◆ **SOURCE DOCUMENT**:
With most of the moral arguments on their side, Northern capitalists and politicians forced the issues to the front which would preserve their national economic dominance, either by legislation or by force if necessary. And of course, their wives and the preachers, for a totally different rationale, wholeheartedly approved. Here is where American mothers first discovered their power and their potential influence. In popular novels like Uncle Tom's Cabin, with strong female readership, Southerners were stereotyped as racist monsters with no conscience, and Northern mothers raised their children to hate slavery and the people who practiced it. Southern mothers raised their sons to protect their farms and their livelihioods- to the death. Abolition or negro enfranchisement were not simple paradigmns to implement. Many Southerners were transplanted Northerners who had moved their farm operations to the South, having purchased their slaves from Northern slave traders. They would fight before they would be stripped of their investments and bankrupted. American mothers were divided and inconsolable, and our men fell into an age-old solution to political differences- all-out war. The election of Abraham Lincoln was the death knell for Southern slavery, the solidarity of American motherhood, and American unity.

President Lincoln, unconvinced about African-American civil rights, or enfranchisement, merely saw slavery as a terrible evil and a contradiction in American values, which needed to end. He had no viable scheme beyond emancipation. Robert E. Lee and Stonewall Jackson, soon to become Confederate generals, would have agreed with him, but did have personal plans for negro acculturation, and were executing them. But instead of continuing those programs, they were soon leading the South in its war for independence. These two Southern military men actually epitomized a growing part of the Southern population, who were already taking radical steps to end slavery and prepare their Negro slaves for American citizenship. And they understood better than anyone the delicacy and difficulty of that mission, which they believed might take a generation. Both men were breaking state laws, as they educated their local slave populations. Whereas the North criticized from a distance, clueless about solutions which they never effectively provided, these and other Southerners were addressing a social evil with their time and resources, and understood what efforts and strategies might eventually succeed- and simultaneously create a significant and free negro demographic in American society.

Freedom, yes. But only as time allowed acculturation and education. Otherwise the prospect promised only Negro vanquishment, which was the result. And for hundreds of years.

Southerners believed that each American state had the right to protest Federal meddling in State affairs, and reserved the right to secede from the Union if necessary- and so did some Northern states. Some like the state of Ohio had even discussed or tried to secede, for instance, in protest of the Fugitive Slave Laws enforced by the Federal Government. If sessesion was unamerican, or traitorous, it had been discussed by states on both sides.

The original concept of America was clearer then. To all Americans, “Freedom” meant the right to live according to your own conscience, within the laws of the land, and the Federal Government could not just arbitrarily impose evolving moral values on anyone... Still the impatience of the North and the insolence of the South, and the indignation of both, led to the most bloody war in our history, until the Vietnam conflict; A terrible civil war which became America's down payment on its sins. Towns, states and families were destroyed, fortunes and legacies lost, and blood vengeance replaced patriotism and goodwill. And before all hell broke loose, the mothers of this country trembled. While their prejudices became a thousand battle cries. That is where we will begin.

◆ **PROBLEM STATEMENT**: Please reproduce the Civil War passage word for word, starting at "Freedom, yes. But" and ending at "on both sides.". The entries that come next are separate from the Civil War passage.

Data for grounding referring expressions:

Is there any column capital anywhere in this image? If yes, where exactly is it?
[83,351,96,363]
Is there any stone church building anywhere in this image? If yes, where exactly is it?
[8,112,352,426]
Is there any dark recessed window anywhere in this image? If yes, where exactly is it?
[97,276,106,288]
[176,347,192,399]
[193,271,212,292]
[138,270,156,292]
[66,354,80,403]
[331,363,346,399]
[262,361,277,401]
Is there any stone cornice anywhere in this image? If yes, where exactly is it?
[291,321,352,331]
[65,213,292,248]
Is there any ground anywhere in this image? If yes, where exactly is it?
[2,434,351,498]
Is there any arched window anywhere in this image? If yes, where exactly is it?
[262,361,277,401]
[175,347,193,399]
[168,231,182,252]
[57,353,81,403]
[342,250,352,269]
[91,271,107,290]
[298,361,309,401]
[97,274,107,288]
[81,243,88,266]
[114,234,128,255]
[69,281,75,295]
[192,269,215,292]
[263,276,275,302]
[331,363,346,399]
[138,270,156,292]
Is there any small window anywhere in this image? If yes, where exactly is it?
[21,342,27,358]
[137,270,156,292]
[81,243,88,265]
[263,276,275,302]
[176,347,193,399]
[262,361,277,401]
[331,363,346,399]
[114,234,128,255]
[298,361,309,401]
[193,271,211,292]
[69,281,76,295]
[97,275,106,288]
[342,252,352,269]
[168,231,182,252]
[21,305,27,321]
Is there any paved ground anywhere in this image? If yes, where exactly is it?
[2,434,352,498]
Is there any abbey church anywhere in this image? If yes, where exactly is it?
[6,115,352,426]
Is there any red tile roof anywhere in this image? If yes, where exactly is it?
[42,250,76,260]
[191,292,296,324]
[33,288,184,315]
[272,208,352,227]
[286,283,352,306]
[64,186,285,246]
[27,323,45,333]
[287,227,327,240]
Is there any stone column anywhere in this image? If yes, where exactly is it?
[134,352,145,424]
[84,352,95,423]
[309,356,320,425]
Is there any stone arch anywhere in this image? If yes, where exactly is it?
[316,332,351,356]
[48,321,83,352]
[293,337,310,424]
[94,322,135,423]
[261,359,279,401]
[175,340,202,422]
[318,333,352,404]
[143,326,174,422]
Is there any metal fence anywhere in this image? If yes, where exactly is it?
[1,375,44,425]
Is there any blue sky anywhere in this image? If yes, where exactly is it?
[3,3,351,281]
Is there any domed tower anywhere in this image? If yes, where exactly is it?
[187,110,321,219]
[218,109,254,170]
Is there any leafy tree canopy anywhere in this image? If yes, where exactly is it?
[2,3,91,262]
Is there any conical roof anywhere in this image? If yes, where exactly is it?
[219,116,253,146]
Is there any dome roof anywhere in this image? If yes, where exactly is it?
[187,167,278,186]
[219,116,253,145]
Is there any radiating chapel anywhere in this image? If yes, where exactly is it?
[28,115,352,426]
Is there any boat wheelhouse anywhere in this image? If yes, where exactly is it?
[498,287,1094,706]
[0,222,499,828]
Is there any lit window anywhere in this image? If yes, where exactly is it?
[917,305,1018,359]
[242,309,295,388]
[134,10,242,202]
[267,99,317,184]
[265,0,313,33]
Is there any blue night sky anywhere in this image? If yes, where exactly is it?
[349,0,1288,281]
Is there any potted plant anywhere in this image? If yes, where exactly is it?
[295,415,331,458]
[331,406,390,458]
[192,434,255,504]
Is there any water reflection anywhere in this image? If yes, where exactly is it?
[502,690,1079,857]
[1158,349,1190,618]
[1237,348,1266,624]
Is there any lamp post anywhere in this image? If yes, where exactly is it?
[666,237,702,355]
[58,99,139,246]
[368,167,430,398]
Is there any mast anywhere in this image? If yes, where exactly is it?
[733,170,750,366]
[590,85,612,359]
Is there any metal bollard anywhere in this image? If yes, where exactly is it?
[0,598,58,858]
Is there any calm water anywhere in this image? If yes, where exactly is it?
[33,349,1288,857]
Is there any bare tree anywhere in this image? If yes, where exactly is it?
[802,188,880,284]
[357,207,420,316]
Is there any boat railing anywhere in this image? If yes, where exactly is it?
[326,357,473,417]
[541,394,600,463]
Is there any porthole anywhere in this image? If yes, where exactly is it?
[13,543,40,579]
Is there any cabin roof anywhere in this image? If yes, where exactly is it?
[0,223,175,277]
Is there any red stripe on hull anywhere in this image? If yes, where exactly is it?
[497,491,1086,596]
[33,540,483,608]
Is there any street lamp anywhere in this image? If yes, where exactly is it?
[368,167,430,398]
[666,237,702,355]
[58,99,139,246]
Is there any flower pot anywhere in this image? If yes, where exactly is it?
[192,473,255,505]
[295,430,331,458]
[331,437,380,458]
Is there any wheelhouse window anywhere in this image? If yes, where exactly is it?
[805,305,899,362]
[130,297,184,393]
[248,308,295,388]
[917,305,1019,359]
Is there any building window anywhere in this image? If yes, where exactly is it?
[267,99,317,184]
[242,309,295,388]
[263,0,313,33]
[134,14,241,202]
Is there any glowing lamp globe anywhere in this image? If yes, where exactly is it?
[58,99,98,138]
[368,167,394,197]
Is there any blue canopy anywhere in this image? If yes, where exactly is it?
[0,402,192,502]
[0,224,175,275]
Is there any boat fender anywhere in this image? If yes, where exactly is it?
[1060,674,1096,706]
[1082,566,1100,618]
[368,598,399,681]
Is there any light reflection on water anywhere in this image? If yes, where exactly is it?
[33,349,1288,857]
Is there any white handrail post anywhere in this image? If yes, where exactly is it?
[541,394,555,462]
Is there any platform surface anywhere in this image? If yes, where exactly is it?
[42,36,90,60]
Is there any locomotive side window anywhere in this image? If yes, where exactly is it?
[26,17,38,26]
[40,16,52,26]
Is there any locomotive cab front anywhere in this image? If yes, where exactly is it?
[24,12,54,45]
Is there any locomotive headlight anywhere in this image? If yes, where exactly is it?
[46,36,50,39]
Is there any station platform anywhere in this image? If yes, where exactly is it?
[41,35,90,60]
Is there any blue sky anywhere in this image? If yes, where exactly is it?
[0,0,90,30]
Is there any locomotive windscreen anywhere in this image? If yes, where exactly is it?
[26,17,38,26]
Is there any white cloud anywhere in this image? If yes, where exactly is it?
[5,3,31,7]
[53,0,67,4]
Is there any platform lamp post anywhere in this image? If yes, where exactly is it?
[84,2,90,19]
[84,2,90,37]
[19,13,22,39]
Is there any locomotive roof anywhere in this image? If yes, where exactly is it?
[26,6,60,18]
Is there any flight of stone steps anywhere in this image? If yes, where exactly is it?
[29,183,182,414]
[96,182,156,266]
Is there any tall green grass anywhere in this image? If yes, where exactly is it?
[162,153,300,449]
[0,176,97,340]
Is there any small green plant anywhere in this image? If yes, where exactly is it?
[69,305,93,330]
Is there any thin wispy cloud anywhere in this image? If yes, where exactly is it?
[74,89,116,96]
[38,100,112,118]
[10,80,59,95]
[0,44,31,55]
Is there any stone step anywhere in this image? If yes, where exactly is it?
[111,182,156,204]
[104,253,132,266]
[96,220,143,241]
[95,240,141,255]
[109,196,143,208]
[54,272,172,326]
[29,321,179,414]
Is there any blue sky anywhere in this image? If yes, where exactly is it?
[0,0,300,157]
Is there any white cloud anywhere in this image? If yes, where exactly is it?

◆ **ANSWER FOR THE TASK**:
Freedom, yes. But only as time allowed acculturation and education. Otherwise the prospect promised only Negro vanquishment, which was the result. And for hundreds of years.

Southerners believed that each American state had the right to protest Federal meddling in State affairs, and reserved the right to secede from the Union if necessary- and so did some Northern states. Some like the state of Ohio had even discussed or tried to secede, for instance, in protest of the Fugitive Slave Laws enforced by the Federal Government. If sessesion was unamerican, or traitorous, it had been discussed by states on both sides.